### About this task:
Some entries follow. Reproduce exactly the lines starting at the one with "positive clicks: (243, 174) (244, 181)" and stopping after the one with "positive clicks: (195, 557)".

(Records supplied)

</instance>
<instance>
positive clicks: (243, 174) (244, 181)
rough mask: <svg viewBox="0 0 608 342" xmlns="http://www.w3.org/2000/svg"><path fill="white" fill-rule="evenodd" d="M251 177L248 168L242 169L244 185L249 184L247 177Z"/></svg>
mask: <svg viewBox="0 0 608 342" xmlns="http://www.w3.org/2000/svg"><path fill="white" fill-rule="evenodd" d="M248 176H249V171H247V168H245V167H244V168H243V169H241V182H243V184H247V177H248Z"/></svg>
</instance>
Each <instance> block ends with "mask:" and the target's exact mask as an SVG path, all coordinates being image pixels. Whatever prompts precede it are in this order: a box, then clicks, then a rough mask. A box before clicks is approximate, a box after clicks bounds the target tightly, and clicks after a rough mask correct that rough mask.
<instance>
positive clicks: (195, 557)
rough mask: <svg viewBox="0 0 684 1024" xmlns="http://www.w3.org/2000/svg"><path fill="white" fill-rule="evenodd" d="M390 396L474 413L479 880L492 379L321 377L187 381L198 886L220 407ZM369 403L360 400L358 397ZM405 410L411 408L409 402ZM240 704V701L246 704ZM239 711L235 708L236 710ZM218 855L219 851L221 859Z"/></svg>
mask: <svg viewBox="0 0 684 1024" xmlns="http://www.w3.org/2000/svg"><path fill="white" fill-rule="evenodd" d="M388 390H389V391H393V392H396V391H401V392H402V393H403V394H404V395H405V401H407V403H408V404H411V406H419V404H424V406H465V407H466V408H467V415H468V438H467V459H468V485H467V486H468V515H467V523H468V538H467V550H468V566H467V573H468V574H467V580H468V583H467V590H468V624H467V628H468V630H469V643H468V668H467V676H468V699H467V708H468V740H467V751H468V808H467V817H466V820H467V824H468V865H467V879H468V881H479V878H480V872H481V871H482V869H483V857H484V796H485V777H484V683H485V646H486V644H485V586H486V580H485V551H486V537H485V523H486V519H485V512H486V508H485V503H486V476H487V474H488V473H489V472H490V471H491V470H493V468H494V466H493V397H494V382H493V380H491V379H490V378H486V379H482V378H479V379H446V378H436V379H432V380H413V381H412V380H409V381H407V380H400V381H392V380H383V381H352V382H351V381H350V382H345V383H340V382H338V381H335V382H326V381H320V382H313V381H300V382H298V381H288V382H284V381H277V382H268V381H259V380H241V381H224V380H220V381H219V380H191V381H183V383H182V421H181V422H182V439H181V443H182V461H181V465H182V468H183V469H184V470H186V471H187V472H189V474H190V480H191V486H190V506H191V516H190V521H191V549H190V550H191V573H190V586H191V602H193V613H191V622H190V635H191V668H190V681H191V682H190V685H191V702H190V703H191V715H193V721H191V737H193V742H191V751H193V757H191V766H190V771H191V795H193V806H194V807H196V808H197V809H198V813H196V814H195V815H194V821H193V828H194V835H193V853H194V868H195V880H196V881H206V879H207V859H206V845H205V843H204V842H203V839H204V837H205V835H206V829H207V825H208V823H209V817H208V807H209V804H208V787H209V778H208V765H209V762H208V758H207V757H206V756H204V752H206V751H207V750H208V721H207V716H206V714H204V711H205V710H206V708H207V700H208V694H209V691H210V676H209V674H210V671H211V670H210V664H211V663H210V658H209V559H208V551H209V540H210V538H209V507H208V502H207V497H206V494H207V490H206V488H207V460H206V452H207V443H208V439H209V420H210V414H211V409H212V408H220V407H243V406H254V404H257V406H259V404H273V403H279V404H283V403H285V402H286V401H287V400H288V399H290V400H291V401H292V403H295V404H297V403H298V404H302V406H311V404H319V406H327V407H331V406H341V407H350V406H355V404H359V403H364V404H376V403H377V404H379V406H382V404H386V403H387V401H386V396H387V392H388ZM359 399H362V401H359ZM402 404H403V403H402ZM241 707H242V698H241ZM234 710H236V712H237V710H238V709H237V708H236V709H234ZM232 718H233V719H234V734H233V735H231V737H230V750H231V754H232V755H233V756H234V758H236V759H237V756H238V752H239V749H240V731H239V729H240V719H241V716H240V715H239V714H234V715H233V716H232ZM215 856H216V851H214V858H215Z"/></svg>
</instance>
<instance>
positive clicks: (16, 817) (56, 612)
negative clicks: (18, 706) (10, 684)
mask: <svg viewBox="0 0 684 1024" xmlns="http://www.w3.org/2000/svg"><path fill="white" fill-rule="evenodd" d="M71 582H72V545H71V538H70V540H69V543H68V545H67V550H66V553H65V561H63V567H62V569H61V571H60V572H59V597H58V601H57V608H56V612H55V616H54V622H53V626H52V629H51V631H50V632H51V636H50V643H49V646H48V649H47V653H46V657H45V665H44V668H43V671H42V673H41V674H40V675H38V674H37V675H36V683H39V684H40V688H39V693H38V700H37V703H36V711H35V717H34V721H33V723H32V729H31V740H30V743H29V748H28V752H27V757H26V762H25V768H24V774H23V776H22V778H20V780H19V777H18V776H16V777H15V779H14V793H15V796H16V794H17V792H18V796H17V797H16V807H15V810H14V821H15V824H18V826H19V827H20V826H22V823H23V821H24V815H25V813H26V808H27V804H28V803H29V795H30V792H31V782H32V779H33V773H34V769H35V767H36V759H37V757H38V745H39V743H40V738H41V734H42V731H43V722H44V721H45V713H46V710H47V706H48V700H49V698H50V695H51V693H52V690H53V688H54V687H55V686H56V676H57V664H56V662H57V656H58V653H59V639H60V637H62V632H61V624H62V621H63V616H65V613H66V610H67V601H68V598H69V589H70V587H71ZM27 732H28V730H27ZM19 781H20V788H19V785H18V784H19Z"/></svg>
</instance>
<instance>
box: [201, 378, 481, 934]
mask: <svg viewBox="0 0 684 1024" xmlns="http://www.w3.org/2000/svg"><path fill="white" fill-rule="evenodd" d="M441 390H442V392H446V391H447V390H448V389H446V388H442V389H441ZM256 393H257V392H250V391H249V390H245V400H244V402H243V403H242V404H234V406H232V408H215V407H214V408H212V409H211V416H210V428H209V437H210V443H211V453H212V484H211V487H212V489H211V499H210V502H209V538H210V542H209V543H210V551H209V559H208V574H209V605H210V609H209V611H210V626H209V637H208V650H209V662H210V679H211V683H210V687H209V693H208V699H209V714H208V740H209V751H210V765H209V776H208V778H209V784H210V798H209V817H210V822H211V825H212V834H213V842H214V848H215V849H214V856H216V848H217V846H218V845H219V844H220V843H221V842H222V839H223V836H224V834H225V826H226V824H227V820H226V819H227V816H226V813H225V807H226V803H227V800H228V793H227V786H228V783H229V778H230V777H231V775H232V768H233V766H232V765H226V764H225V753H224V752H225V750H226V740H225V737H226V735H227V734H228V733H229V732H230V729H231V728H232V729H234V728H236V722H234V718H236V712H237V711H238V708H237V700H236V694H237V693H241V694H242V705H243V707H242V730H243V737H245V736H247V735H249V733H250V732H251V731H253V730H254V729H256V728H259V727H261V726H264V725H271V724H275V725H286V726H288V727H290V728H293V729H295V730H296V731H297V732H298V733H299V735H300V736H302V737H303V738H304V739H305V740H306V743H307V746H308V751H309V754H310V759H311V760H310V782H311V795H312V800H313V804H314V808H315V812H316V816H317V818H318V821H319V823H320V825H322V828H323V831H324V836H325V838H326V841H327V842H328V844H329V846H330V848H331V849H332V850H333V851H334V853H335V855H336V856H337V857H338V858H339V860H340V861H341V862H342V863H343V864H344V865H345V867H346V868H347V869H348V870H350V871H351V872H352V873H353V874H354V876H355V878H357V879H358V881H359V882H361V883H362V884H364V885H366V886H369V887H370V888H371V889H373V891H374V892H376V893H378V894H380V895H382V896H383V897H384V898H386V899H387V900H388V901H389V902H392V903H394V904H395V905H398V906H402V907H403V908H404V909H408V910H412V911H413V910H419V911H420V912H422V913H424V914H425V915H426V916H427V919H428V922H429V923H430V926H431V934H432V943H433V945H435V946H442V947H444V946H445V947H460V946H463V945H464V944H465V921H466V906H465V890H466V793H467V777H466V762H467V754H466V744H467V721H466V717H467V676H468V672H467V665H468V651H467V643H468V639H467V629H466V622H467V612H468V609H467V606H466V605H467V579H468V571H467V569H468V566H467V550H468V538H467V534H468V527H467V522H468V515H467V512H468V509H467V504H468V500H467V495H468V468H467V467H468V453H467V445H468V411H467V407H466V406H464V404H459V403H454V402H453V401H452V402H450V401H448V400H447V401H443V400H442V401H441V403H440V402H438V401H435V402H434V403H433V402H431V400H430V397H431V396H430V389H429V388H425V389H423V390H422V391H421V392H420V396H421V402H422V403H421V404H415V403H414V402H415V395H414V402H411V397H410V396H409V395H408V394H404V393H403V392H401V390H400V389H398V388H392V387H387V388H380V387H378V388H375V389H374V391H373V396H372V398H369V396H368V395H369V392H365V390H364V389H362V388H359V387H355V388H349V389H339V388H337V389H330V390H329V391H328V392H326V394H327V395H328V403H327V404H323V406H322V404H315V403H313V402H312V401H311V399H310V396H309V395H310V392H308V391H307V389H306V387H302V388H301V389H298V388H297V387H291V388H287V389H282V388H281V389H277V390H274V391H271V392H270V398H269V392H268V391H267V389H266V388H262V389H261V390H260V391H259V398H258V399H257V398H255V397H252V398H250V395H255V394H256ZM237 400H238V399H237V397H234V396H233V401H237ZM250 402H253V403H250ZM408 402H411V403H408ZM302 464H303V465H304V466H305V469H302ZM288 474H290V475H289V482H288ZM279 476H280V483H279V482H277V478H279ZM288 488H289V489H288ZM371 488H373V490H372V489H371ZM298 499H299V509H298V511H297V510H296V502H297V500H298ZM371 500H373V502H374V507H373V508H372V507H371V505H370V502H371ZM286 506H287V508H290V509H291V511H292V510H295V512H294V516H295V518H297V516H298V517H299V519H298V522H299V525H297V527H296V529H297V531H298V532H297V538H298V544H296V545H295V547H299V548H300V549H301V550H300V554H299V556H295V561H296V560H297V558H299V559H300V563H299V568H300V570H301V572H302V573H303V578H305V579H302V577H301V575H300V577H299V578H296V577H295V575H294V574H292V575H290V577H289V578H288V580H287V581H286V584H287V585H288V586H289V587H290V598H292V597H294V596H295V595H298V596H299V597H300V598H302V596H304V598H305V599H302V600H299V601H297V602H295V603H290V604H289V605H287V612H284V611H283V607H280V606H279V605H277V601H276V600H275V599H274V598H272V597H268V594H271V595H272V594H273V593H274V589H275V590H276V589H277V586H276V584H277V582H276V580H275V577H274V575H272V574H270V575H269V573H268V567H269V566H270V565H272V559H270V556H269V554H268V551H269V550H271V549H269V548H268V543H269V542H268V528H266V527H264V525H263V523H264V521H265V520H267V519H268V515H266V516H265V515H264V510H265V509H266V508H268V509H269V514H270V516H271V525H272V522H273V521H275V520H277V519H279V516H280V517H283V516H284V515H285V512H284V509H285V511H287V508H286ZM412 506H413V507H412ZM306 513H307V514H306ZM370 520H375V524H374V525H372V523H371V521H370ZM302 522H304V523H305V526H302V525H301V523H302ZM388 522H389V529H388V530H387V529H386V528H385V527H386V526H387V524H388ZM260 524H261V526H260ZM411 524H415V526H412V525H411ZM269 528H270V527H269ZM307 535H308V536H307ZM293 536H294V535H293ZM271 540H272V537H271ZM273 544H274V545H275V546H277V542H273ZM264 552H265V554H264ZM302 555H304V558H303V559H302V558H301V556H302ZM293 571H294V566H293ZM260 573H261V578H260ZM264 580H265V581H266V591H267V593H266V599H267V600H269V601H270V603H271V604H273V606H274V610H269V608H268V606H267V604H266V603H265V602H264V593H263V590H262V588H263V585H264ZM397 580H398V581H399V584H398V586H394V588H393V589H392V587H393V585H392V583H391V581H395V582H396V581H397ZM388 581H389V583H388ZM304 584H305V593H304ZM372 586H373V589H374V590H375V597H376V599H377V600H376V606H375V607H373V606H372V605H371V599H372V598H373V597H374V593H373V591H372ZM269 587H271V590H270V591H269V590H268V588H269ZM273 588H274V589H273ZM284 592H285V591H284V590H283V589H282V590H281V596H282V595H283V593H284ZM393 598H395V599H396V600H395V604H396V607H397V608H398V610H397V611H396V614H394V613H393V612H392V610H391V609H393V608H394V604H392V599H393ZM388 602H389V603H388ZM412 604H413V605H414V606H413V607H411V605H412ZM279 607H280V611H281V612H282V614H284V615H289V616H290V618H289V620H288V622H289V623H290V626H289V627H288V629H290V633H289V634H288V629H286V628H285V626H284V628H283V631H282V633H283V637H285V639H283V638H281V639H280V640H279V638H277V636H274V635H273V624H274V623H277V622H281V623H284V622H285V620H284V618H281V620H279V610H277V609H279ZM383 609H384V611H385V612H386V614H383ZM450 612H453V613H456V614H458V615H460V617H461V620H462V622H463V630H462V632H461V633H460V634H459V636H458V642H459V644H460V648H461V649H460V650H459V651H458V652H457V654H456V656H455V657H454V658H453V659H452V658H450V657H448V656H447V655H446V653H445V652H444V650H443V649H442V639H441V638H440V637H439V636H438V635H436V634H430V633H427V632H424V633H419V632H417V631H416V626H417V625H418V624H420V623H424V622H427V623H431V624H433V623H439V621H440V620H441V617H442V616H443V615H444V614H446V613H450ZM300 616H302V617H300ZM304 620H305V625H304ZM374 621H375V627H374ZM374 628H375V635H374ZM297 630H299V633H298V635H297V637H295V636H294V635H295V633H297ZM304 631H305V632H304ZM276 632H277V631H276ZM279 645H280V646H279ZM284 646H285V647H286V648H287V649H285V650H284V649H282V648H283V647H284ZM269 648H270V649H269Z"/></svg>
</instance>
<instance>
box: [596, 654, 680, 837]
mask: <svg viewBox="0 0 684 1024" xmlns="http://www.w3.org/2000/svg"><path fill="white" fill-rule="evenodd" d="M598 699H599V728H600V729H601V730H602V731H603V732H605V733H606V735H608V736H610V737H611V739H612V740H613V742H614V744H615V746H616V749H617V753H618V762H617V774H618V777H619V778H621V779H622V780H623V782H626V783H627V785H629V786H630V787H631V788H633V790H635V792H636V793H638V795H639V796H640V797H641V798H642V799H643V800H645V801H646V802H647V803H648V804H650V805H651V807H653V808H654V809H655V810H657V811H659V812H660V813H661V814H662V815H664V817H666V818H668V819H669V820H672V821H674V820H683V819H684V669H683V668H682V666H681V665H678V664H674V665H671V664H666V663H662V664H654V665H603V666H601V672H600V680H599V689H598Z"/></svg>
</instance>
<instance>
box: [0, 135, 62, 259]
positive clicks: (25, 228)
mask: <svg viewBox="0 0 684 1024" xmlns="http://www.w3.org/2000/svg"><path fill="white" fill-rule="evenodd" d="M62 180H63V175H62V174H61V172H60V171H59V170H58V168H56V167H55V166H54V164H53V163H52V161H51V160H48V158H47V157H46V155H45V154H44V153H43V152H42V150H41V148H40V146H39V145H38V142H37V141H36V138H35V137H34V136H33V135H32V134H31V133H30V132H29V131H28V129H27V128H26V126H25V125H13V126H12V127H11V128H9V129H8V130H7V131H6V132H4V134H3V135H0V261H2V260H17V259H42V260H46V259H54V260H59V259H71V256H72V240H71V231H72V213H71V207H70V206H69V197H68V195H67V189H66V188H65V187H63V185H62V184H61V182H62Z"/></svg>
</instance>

(End Records supplied)

### Finished exercise:
positive clicks: (243, 174) (244, 181)
rough mask: <svg viewBox="0 0 608 342" xmlns="http://www.w3.org/2000/svg"><path fill="white" fill-rule="evenodd" d="M251 177L248 168L242 169L244 185L249 184L247 177Z"/></svg>
mask: <svg viewBox="0 0 608 342" xmlns="http://www.w3.org/2000/svg"><path fill="white" fill-rule="evenodd" d="M248 176H249V171H247V168H245V167H244V168H243V169H241V182H243V184H247V177H248Z"/></svg>
</instance>
Each <instance> block ends with "mask:" and the target's exact mask as an SVG path, all coordinates being image pixels. Whatever prompts precede it are in this order: a box, then clicks, then a rough mask. A box before clicks is approximate, a box after clicks bounds the target tightly, and clicks after a rough mask correct that rough mask.
<instance>
positive clicks: (195, 557)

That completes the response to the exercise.